- [Page extract]:
Allan Zeman GBM, GBS, JP (Chinese name: 盛智文; born 18 July 1949) is a Hong Kong business magnate.

Background and personal life
Allan Zeman was born into a Jewish family in Regensburg, Germany; and was raised in Montreal, Quebec, Canada, where his mother worked in a hospital. When Zeman was seven years old, his father died. He started working at the age of ten. He dropped out of college, and by the age of nineteen, while working for a lingerie company, he had earned his first US$1 million.

He made his first fortune by importing clothes from Hong Kong. He frequently travelled to Hong Kong for work in the 1970s, and eventually moved there in 1975. Zeman is married to Charmaine Zeman; they have two children: Jonathan Zeman and Marisa Zeman-McConnell. He speaks English, French and some Cantonese, and is a teetotaler.

Career

In 1975, Zeman founded Colby International Group to source clothing in China and export it to Canada. In late 2000, by now a much larger and diversified company, Colby was sold to Li & Fung Ltd., a major competitor. In the early 1980s, Zeman felt that Hong Kong had no western restaurant that suited his needs, so in 1983 he opened California Restaurant in Lan Kwai Fong, a narrow street in Central, Hong Kong. He bought the entire block in 1984 and thus launched his career as both an entertainment operator and property developer.  In 2000 Zeman sold Colby International for $280 million to Li & Feng.

Through Lan Kwai Fong Holdings Ltd, of which he is chairman, he drove the development of Lan Kwai Fong to be one of the most important bar and night life districts in Hong Kong. He is said to own 65 percent of the district's properties.

Meanwhile, as chairman of Lan Kwai Fong Concepts Holdings Ltd., he controls a number of restaurants in Lan Kwai Fong including California, California Coffee, China Lan Kwai Fong, Indochine, Tokio Joe, Cafe des Artistes, Tutta Luna, Jazz Club, Thai Lemongrass, BACI, BACI Pizza and Luna Di Notte.

In July 2003, Zeman was appointed by the then-Chief Executive of Hong Kong, Tung Chee-hwa, to become the chairman of Ocean Park. He managed to raise visitor numbers despite the opening of rival Hong Kong Disneyland. By 2007, Forbes magazine dubbed him “Hong Kong's Mouse Killer”. By 2014, Zeman stepped down from the chairmanship.

- [Information given]:
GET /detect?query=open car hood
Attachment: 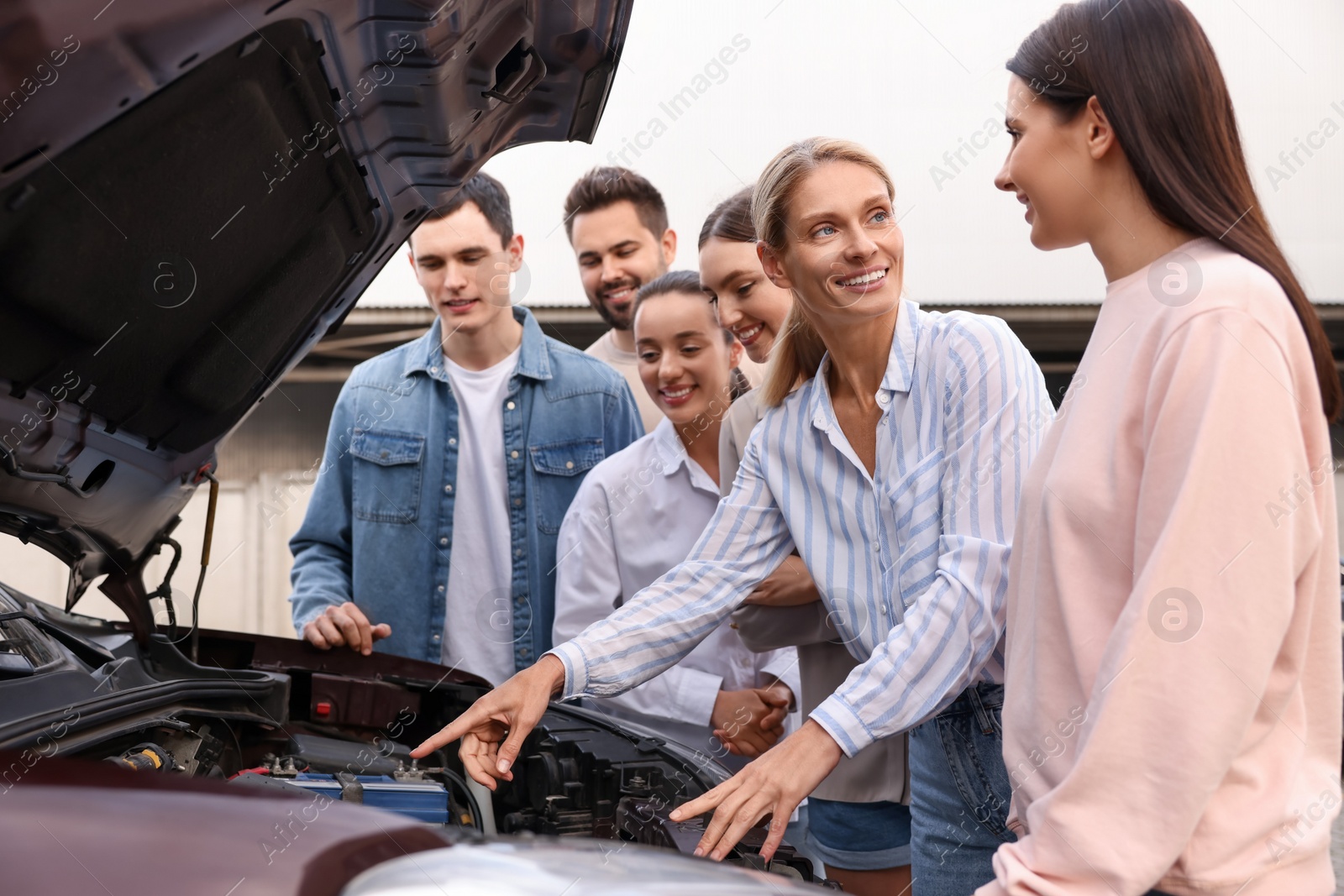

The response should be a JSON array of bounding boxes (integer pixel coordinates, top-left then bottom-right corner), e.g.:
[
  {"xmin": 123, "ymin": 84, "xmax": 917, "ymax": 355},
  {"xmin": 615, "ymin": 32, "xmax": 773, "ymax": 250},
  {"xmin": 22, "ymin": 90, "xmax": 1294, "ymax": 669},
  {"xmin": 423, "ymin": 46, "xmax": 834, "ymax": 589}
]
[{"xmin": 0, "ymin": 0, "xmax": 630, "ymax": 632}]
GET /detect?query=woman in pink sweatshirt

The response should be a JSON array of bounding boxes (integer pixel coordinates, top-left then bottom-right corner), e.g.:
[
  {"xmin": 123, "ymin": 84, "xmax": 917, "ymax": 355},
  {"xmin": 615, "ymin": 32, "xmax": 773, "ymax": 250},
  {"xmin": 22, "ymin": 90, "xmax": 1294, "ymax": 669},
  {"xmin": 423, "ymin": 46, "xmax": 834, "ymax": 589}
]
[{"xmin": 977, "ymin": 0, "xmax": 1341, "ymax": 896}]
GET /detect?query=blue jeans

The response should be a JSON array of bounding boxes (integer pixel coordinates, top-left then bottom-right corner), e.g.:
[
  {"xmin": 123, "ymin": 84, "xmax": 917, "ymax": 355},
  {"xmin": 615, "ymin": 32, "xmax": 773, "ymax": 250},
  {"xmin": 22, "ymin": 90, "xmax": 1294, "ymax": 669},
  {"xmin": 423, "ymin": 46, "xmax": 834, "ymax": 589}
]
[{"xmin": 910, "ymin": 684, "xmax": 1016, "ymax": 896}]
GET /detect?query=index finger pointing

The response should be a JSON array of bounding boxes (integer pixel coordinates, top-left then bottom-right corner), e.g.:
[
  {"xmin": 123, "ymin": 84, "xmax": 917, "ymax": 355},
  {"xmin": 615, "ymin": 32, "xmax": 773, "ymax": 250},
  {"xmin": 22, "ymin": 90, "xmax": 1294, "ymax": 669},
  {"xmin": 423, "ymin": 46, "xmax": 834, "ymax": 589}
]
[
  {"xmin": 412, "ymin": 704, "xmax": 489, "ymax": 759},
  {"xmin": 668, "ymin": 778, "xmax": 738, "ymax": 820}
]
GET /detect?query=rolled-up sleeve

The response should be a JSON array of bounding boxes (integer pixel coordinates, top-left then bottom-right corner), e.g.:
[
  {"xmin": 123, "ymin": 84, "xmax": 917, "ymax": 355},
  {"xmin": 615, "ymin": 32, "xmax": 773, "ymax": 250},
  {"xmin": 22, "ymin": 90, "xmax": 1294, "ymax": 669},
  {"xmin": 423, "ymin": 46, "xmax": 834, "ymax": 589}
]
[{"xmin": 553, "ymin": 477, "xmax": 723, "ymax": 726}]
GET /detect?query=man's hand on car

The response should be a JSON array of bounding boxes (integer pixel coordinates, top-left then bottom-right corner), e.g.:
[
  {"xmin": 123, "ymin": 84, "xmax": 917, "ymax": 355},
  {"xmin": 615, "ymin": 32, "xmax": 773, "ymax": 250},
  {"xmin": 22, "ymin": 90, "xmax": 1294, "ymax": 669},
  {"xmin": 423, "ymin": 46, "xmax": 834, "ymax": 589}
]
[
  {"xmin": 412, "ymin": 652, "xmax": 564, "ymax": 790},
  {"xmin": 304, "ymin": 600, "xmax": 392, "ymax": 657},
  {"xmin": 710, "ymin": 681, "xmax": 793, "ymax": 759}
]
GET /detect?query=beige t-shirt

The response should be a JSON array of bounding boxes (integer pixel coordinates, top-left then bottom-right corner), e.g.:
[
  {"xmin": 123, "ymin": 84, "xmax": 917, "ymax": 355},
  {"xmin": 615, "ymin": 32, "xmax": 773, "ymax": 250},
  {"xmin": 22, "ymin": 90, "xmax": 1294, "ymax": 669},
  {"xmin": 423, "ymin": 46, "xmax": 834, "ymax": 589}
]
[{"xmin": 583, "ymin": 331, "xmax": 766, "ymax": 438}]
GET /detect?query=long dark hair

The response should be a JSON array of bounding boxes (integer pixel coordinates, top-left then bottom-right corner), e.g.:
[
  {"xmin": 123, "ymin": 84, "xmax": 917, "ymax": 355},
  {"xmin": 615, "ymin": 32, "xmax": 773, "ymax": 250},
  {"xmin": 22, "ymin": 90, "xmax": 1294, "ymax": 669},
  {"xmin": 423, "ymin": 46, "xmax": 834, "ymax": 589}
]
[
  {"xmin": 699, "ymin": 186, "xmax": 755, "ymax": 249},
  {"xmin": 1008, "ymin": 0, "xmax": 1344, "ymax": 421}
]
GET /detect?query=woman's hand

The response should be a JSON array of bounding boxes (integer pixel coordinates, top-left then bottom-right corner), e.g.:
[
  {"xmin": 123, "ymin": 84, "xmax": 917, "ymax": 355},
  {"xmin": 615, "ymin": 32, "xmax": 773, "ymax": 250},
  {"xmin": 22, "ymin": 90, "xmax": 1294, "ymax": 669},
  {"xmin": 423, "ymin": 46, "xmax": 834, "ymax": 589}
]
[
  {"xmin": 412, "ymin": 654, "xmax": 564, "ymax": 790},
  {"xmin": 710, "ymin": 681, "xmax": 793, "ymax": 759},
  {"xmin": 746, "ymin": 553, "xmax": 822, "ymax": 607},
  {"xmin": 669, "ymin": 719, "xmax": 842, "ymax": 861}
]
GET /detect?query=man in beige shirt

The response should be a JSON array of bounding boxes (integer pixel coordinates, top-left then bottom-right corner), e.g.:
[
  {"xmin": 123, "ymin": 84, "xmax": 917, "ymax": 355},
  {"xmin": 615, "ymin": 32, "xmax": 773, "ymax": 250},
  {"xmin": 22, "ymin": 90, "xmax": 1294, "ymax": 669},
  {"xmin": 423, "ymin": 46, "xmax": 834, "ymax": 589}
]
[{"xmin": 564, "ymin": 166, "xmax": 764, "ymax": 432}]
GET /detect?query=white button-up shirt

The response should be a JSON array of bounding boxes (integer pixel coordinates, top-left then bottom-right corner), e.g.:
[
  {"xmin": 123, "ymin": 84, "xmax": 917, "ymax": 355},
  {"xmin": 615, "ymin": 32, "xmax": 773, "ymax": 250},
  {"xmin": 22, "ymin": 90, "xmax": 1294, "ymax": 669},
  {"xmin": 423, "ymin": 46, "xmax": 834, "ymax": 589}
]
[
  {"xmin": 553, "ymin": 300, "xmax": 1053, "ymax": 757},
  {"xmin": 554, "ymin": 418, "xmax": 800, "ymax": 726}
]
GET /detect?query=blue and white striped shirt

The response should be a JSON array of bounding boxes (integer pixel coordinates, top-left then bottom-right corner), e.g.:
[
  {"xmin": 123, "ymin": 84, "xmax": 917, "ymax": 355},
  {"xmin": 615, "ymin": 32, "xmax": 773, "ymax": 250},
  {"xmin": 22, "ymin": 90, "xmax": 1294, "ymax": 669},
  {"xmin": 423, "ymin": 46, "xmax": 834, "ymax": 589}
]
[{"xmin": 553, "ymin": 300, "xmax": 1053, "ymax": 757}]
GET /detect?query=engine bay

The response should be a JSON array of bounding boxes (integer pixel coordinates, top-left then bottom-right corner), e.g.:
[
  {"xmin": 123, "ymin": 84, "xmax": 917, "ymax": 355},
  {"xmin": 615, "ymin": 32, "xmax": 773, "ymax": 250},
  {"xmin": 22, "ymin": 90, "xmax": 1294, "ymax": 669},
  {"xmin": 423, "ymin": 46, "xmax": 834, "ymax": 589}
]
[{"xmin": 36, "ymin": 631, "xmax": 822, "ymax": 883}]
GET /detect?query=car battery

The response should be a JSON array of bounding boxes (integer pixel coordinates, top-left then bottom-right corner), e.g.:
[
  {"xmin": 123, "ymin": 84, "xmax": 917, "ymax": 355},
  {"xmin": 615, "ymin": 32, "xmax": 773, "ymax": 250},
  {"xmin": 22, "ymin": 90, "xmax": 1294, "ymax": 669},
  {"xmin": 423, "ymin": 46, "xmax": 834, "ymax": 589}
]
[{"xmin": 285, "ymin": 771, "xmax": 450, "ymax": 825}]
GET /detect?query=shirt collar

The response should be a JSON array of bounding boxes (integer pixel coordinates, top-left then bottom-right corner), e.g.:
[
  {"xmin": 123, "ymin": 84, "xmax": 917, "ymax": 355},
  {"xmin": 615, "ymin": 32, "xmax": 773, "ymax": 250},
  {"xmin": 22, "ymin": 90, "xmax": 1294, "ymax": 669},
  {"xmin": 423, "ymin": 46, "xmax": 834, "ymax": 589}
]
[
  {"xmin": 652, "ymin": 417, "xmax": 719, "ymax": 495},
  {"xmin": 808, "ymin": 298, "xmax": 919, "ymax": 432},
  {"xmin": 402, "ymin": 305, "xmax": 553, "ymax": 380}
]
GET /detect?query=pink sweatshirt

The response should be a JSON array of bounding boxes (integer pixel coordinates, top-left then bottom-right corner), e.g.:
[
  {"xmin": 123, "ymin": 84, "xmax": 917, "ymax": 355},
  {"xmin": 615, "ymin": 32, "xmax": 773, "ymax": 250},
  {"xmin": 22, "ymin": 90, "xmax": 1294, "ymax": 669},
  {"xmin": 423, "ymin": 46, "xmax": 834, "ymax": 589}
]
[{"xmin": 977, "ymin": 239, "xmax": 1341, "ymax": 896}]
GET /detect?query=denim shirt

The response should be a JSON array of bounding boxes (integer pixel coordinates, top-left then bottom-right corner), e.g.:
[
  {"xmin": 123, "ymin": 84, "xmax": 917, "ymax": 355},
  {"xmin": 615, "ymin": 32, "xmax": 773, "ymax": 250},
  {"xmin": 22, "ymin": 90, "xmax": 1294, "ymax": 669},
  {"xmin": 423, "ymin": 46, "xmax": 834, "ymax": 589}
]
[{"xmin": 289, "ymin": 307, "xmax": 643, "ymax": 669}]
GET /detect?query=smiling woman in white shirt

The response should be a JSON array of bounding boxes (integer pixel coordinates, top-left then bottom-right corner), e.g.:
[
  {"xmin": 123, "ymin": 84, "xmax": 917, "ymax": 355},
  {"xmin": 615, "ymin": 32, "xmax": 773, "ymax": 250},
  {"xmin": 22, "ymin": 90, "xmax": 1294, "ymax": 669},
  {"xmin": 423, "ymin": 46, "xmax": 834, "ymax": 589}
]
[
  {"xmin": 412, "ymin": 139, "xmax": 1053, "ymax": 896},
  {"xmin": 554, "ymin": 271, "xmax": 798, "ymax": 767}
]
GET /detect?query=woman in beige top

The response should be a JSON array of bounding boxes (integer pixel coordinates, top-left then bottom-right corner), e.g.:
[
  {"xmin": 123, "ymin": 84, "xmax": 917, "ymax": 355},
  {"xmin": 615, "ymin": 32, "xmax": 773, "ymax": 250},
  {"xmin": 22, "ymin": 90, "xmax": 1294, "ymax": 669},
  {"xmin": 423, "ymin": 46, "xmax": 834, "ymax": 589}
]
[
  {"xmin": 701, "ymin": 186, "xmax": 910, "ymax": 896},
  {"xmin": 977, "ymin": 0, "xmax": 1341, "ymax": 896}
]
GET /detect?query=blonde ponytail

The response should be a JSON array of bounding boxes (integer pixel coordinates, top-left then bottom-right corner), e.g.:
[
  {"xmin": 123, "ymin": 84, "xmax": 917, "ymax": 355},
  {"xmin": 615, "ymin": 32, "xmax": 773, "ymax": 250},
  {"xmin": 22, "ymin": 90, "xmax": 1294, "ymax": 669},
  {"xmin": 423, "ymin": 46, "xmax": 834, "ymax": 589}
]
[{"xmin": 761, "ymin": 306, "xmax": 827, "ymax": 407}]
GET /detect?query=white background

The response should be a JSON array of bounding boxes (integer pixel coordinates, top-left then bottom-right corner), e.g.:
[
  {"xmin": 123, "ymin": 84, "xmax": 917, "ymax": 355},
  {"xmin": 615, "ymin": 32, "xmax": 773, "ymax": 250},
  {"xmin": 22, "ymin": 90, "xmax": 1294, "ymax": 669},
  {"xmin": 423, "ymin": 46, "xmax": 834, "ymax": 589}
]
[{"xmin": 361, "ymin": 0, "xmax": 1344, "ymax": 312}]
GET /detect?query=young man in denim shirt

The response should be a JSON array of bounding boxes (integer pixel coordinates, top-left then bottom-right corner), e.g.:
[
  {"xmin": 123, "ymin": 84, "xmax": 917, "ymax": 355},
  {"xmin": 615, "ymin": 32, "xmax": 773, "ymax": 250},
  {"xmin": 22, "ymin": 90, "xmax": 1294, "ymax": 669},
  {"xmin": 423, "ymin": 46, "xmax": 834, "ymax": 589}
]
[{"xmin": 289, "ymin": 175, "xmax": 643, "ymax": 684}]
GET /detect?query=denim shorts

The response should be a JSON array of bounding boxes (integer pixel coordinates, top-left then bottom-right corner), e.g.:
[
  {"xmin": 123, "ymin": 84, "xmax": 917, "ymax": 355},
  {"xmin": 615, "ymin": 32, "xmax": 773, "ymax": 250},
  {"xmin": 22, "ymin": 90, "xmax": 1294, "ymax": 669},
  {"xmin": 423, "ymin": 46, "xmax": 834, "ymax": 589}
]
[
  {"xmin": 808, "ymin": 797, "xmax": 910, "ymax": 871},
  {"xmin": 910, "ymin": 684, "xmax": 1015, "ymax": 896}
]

- [What to work on]: Reproduce the part of the Allan Zeman biography above that begins at the words "Through Lan Kwai" and stops after "Luna Di Notte.", keeping every word and mark unchanged.

- [Answer]:
Through Lan Kwai Fong Holdings Ltd, of which he is chairman, he drove the development of Lan Kwai Fong to be one of the most important bar and night life districts in Hong Kong. He is said to own 65 percent of the district's properties.

Meanwhile, as chairman of Lan Kwai Fong Concepts Holdings Ltd., he controls a number of restaurants in Lan Kwai Fong including California, California Coffee, China Lan Kwai Fong, Indochine, Tokio Joe, Cafe des Artistes, Tutta Luna, Jazz Club, Thai Lemongrass, BACI, BACI Pizza and Luna Di Notte.